• [Exercise tasks]:
- a) Copy the passage on human speech between "Because the tongue" and "in your speech.", inclusive, replacing "rudder" with "tiller".
- b) According to the passage on human speech, how many words does a person utter each day?
━━━ Source document
The letter of James contains the longest reflection on human speech in scripture, found here in the third chapter. Even before James dissects the dangers of the human tongue, he has already laid a framework for thinking about the words we use and their relation to the faith we profess. Be quick to listen and slow to speak he writes in the first chapter. Solid advice. Later in the final chapter, James will say, Let your Yes be Yes and your No be No, a solid assertion for being truthful.  James takes human speech seriously. Our words have power. A tongue can harm: You are stupid. I don’t want to see you ever again. Your tongue can heal: I am wrong, Forgive me. You make me proud, every day.

This is the heart of James’s message. The 16,000 words you utter each day have the capacity to harm or heal, welcome or exclude, curse or to bless. What you say can lighten someone’s load or break someone’s spirit, can cast a line of hope to someone drowning in despair or push someone out deeper into an isolation. Come, sit beside me. Don’t be scared. You are not alone. OR Who are you again? That’s the stupidest thing I’ve heard. Never forget the power of your words By them, we create a world.

Because the tongue is capable of goodness and evil, it needs training. James names the trickiness of the tongue, the ways our speech can get out ahead of us, causing us to speak without thinking or using words we don’t fully mean. How often do we reflect, Why did I say that? What was I thinking? Like a bridle on a horse or a rudder on a ship, this small yet mighty instrument guides bigger things, thus working best when well-controlled. Our task, then, is to learn to harness our words for good. James offers these tidbits of advice. Listen more than speaking. Guard against lies. Mirror your faith in your speech.
━━━━━━
━━━ Records provided
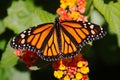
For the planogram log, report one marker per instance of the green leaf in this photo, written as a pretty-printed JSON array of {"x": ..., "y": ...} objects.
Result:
[
  {"x": 96, "y": 17},
  {"x": 2, "y": 44},
  {"x": 111, "y": 12},
  {"x": 12, "y": 74},
  {"x": 8, "y": 58},
  {"x": 2, "y": 27},
  {"x": 23, "y": 14}
]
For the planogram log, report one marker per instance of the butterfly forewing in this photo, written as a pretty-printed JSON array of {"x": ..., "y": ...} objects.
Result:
[{"x": 52, "y": 41}]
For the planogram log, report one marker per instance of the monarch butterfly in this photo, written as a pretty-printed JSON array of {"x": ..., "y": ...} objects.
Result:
[{"x": 52, "y": 41}]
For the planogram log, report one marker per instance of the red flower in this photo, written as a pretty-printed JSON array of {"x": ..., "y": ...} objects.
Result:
[{"x": 71, "y": 69}]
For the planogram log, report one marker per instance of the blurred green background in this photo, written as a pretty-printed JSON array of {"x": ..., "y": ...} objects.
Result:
[{"x": 103, "y": 56}]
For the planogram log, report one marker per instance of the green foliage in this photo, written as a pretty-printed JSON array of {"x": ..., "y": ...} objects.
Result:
[
  {"x": 2, "y": 27},
  {"x": 8, "y": 58},
  {"x": 111, "y": 12},
  {"x": 13, "y": 74},
  {"x": 23, "y": 14}
]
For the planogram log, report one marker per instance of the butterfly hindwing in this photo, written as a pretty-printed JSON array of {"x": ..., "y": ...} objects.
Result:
[{"x": 33, "y": 39}]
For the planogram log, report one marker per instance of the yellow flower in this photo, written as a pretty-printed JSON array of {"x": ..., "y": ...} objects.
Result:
[
  {"x": 66, "y": 77},
  {"x": 58, "y": 74},
  {"x": 80, "y": 64},
  {"x": 62, "y": 66},
  {"x": 84, "y": 70},
  {"x": 78, "y": 76},
  {"x": 67, "y": 3}
]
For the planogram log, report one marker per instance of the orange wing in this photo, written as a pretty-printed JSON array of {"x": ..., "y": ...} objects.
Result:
[
  {"x": 74, "y": 35},
  {"x": 41, "y": 40}
]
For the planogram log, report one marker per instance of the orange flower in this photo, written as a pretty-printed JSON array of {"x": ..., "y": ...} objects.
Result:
[{"x": 28, "y": 57}]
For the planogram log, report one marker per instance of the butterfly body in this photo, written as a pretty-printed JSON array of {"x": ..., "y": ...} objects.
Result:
[{"x": 52, "y": 41}]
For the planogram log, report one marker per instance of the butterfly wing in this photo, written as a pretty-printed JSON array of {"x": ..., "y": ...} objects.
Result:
[
  {"x": 40, "y": 39},
  {"x": 75, "y": 35}
]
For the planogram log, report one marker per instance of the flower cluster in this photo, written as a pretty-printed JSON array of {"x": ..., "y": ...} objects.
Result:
[
  {"x": 72, "y": 10},
  {"x": 71, "y": 69},
  {"x": 28, "y": 57}
]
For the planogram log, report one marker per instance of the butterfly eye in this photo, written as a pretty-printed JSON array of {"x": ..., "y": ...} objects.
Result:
[{"x": 52, "y": 41}]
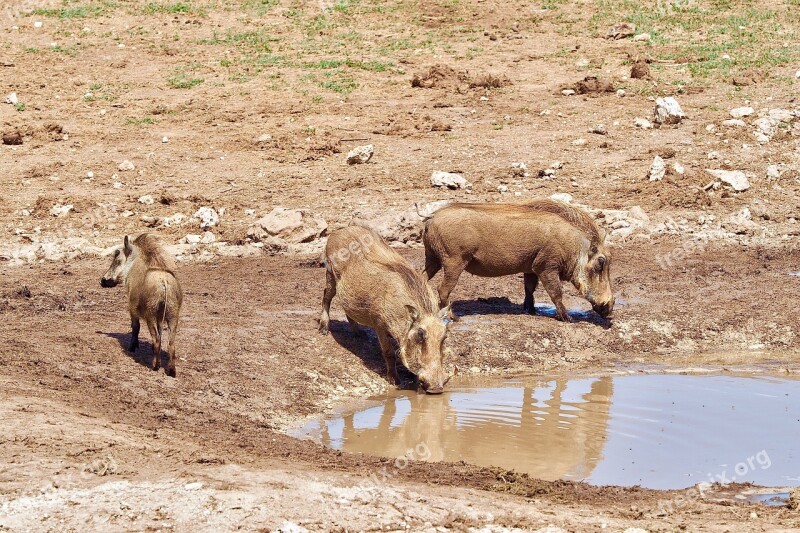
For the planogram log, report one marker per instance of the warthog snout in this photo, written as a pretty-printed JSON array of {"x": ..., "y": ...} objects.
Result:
[{"x": 603, "y": 309}]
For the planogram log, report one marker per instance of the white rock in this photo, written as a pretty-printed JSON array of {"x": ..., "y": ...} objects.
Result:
[
  {"x": 360, "y": 154},
  {"x": 734, "y": 123},
  {"x": 563, "y": 197},
  {"x": 208, "y": 217},
  {"x": 59, "y": 210},
  {"x": 290, "y": 225},
  {"x": 740, "y": 112},
  {"x": 657, "y": 169},
  {"x": 735, "y": 179},
  {"x": 773, "y": 171},
  {"x": 451, "y": 180},
  {"x": 668, "y": 111}
]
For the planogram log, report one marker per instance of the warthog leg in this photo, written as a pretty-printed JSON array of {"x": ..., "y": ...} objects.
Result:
[
  {"x": 388, "y": 350},
  {"x": 552, "y": 284},
  {"x": 155, "y": 334},
  {"x": 173, "y": 331},
  {"x": 531, "y": 281},
  {"x": 330, "y": 292},
  {"x": 134, "y": 334},
  {"x": 452, "y": 270}
]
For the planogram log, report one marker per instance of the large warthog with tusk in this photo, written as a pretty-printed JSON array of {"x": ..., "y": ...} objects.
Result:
[
  {"x": 548, "y": 241},
  {"x": 154, "y": 294},
  {"x": 378, "y": 288}
]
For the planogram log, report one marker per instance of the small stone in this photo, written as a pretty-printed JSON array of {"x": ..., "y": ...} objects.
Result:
[
  {"x": 740, "y": 112},
  {"x": 451, "y": 180},
  {"x": 734, "y": 123},
  {"x": 735, "y": 179},
  {"x": 59, "y": 210},
  {"x": 360, "y": 155},
  {"x": 208, "y": 217},
  {"x": 658, "y": 169},
  {"x": 668, "y": 111},
  {"x": 563, "y": 197}
]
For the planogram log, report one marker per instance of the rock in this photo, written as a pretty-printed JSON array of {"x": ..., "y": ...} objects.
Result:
[
  {"x": 657, "y": 169},
  {"x": 59, "y": 210},
  {"x": 638, "y": 214},
  {"x": 621, "y": 31},
  {"x": 450, "y": 180},
  {"x": 208, "y": 217},
  {"x": 563, "y": 197},
  {"x": 640, "y": 70},
  {"x": 735, "y": 179},
  {"x": 734, "y": 123},
  {"x": 290, "y": 225},
  {"x": 12, "y": 139},
  {"x": 773, "y": 171},
  {"x": 740, "y": 112},
  {"x": 668, "y": 111},
  {"x": 360, "y": 155}
]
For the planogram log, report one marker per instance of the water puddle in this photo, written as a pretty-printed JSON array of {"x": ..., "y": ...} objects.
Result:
[{"x": 662, "y": 431}]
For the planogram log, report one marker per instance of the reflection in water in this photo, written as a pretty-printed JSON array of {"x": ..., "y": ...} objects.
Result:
[
  {"x": 552, "y": 429},
  {"x": 660, "y": 431}
]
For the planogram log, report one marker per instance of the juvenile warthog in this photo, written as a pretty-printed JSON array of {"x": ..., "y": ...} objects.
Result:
[
  {"x": 546, "y": 240},
  {"x": 154, "y": 294},
  {"x": 380, "y": 289}
]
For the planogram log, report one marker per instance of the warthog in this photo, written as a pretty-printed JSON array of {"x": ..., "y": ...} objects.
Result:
[
  {"x": 546, "y": 240},
  {"x": 154, "y": 294},
  {"x": 378, "y": 288}
]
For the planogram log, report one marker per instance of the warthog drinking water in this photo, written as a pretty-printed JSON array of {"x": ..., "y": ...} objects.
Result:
[
  {"x": 546, "y": 240},
  {"x": 154, "y": 294},
  {"x": 381, "y": 290}
]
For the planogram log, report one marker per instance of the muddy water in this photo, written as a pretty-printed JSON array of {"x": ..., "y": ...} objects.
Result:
[{"x": 659, "y": 431}]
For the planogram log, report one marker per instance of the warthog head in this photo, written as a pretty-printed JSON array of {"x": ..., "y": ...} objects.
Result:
[
  {"x": 423, "y": 350},
  {"x": 122, "y": 259},
  {"x": 593, "y": 279}
]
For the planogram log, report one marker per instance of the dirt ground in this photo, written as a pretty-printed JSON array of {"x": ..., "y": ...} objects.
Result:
[{"x": 92, "y": 439}]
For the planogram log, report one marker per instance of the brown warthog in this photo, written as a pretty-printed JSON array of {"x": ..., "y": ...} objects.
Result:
[
  {"x": 381, "y": 290},
  {"x": 154, "y": 294},
  {"x": 546, "y": 240}
]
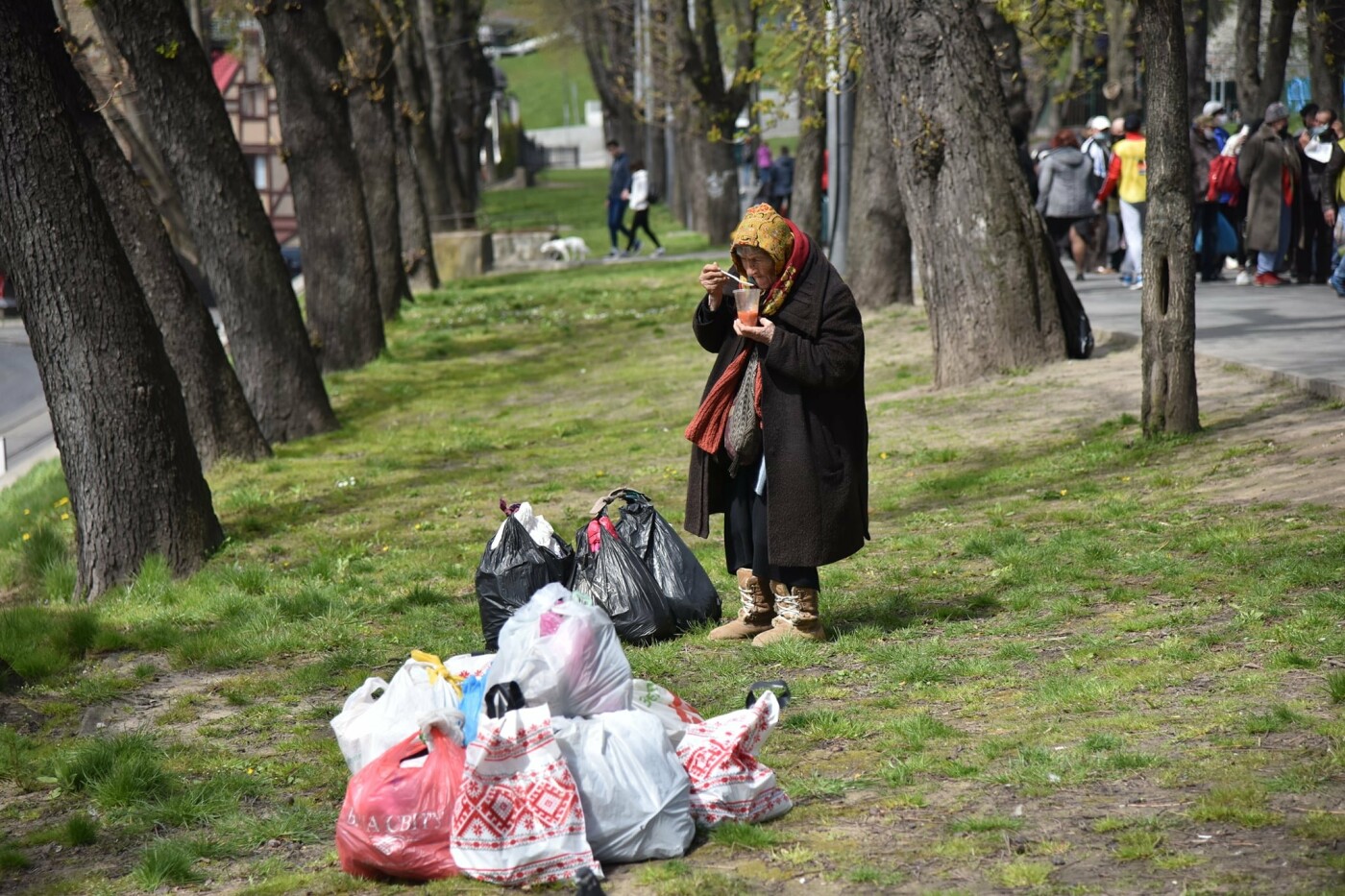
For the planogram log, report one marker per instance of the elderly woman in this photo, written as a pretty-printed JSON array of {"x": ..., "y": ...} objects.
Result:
[{"x": 780, "y": 439}]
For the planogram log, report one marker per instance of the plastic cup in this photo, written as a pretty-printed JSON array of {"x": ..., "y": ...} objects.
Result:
[{"x": 746, "y": 303}]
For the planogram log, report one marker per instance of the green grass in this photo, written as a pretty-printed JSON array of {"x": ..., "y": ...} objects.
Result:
[{"x": 1052, "y": 630}]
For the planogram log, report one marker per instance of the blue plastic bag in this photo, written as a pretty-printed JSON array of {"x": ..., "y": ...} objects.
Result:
[{"x": 474, "y": 695}]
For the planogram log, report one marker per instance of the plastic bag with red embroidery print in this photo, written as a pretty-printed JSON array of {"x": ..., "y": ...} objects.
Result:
[{"x": 399, "y": 809}]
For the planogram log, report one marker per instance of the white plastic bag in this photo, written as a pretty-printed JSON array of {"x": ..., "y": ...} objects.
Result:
[
  {"x": 534, "y": 525},
  {"x": 636, "y": 795},
  {"x": 564, "y": 654},
  {"x": 518, "y": 817},
  {"x": 367, "y": 727},
  {"x": 672, "y": 711},
  {"x": 728, "y": 782}
]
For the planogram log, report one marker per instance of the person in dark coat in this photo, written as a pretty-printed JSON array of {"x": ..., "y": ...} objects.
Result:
[{"x": 780, "y": 439}]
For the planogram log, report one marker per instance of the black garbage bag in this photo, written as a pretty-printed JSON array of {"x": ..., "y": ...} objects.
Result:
[
  {"x": 513, "y": 570},
  {"x": 692, "y": 596},
  {"x": 618, "y": 581}
]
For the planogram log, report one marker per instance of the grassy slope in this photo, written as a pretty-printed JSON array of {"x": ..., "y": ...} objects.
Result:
[
  {"x": 572, "y": 202},
  {"x": 547, "y": 83},
  {"x": 1055, "y": 666}
]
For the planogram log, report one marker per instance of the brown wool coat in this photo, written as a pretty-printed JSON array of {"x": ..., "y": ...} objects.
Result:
[
  {"x": 816, "y": 429},
  {"x": 1259, "y": 166}
]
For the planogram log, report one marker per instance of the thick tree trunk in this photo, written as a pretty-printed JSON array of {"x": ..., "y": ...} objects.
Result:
[
  {"x": 1120, "y": 57},
  {"x": 1167, "y": 309},
  {"x": 1196, "y": 19},
  {"x": 116, "y": 406},
  {"x": 985, "y": 271},
  {"x": 339, "y": 284},
  {"x": 880, "y": 242},
  {"x": 806, "y": 202},
  {"x": 373, "y": 120},
  {"x": 239, "y": 254},
  {"x": 1260, "y": 85},
  {"x": 1013, "y": 84},
  {"x": 222, "y": 424},
  {"x": 1327, "y": 51},
  {"x": 417, "y": 244}
]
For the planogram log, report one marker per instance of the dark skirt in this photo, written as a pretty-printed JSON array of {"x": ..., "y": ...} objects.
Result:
[{"x": 744, "y": 534}]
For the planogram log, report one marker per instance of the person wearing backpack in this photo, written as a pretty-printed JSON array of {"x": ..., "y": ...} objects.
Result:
[
  {"x": 1204, "y": 153},
  {"x": 641, "y": 200}
]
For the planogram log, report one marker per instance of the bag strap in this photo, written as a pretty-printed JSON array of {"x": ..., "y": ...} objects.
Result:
[
  {"x": 624, "y": 493},
  {"x": 503, "y": 698},
  {"x": 776, "y": 685}
]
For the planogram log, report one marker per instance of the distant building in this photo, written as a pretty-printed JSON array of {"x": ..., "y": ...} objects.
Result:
[{"x": 251, "y": 103}]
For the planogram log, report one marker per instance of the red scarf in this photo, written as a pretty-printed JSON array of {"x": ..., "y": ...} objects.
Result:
[{"x": 706, "y": 426}]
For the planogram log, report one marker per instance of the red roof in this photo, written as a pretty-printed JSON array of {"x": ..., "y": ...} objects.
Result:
[{"x": 224, "y": 67}]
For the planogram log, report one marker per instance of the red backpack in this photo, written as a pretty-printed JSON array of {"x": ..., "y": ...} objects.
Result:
[{"x": 1223, "y": 180}]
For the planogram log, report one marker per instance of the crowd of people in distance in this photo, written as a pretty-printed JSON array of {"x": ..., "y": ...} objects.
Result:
[{"x": 1267, "y": 200}]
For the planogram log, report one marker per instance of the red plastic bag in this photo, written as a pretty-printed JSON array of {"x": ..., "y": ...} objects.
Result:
[{"x": 397, "y": 817}]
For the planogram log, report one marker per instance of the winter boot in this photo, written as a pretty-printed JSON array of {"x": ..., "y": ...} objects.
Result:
[
  {"x": 796, "y": 617},
  {"x": 756, "y": 614}
]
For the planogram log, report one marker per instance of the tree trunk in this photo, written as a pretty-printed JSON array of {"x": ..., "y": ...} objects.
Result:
[
  {"x": 1327, "y": 51},
  {"x": 1119, "y": 90},
  {"x": 1004, "y": 44},
  {"x": 222, "y": 424},
  {"x": 237, "y": 244},
  {"x": 1167, "y": 308},
  {"x": 985, "y": 271},
  {"x": 116, "y": 406},
  {"x": 880, "y": 242},
  {"x": 1196, "y": 19},
  {"x": 417, "y": 242},
  {"x": 806, "y": 202},
  {"x": 340, "y": 289},
  {"x": 1258, "y": 86},
  {"x": 373, "y": 120}
]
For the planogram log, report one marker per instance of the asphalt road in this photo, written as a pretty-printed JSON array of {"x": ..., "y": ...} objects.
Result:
[{"x": 24, "y": 424}]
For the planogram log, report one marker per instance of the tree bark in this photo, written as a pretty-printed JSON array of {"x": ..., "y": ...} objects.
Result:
[
  {"x": 1258, "y": 86},
  {"x": 1167, "y": 308},
  {"x": 715, "y": 190},
  {"x": 880, "y": 241},
  {"x": 237, "y": 244},
  {"x": 222, "y": 424},
  {"x": 1120, "y": 57},
  {"x": 339, "y": 284},
  {"x": 985, "y": 271},
  {"x": 373, "y": 118},
  {"x": 116, "y": 406},
  {"x": 417, "y": 242},
  {"x": 806, "y": 202},
  {"x": 1196, "y": 20},
  {"x": 1327, "y": 51}
]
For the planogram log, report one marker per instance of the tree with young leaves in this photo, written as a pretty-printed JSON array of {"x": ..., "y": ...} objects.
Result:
[
  {"x": 982, "y": 249},
  {"x": 1167, "y": 308},
  {"x": 1261, "y": 84},
  {"x": 188, "y": 124},
  {"x": 303, "y": 53},
  {"x": 136, "y": 487},
  {"x": 716, "y": 101}
]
━━━━━━
• [Results]:
- a)
Because the tongue is capable of goodness and evil, it needs training. James names the trickiness of the tongue, the ways our speech can get out ahead of us, causing us to speak without thinking or using words we don’t fully mean. How often do we reflect, Why did I say that? What was I thinking? Like a bridle on a horse or a tiller on a ship, this small yet mighty instrument guides bigger things, thus working best when well-controlled. Our task, then, is to learn to harness our words for good. James offers these tidbits of advice. Listen more than speaking. Guard against lies. Mirror your faith in your speech.

- b) 16,000 words.